[WORK TO DO] Nothing but the lines from the one that contains "[locate] white horse" through the end of the listing should appear, set down exactly.
>> Start
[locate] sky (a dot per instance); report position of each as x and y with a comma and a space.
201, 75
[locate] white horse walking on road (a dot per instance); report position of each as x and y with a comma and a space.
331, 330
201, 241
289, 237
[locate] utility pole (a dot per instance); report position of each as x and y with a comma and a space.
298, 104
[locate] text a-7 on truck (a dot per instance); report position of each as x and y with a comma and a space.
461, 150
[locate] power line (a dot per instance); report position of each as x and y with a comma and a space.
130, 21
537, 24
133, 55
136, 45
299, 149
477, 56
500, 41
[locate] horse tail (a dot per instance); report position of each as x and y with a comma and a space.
>> End
[CORRECT OUTPUT]
[locate] white horse walking on road (a dot per instance); report position of each as x and y with a comma and a space.
331, 330
201, 241
289, 237
[locate] utility pole (a dot per instance); report position of each as x and y with a comma and a space.
298, 104
[locate] text a-7 on truck (a dot per instance); report position of each as x and y with a comma and a space.
461, 150
[locate] power line (a dot per instance); report position of each as x and y with a comma and a space.
130, 21
537, 24
133, 55
136, 45
299, 149
477, 56
500, 41
[locate] horse tail (a dot per instance); report position of each as x and y with a comma and a space.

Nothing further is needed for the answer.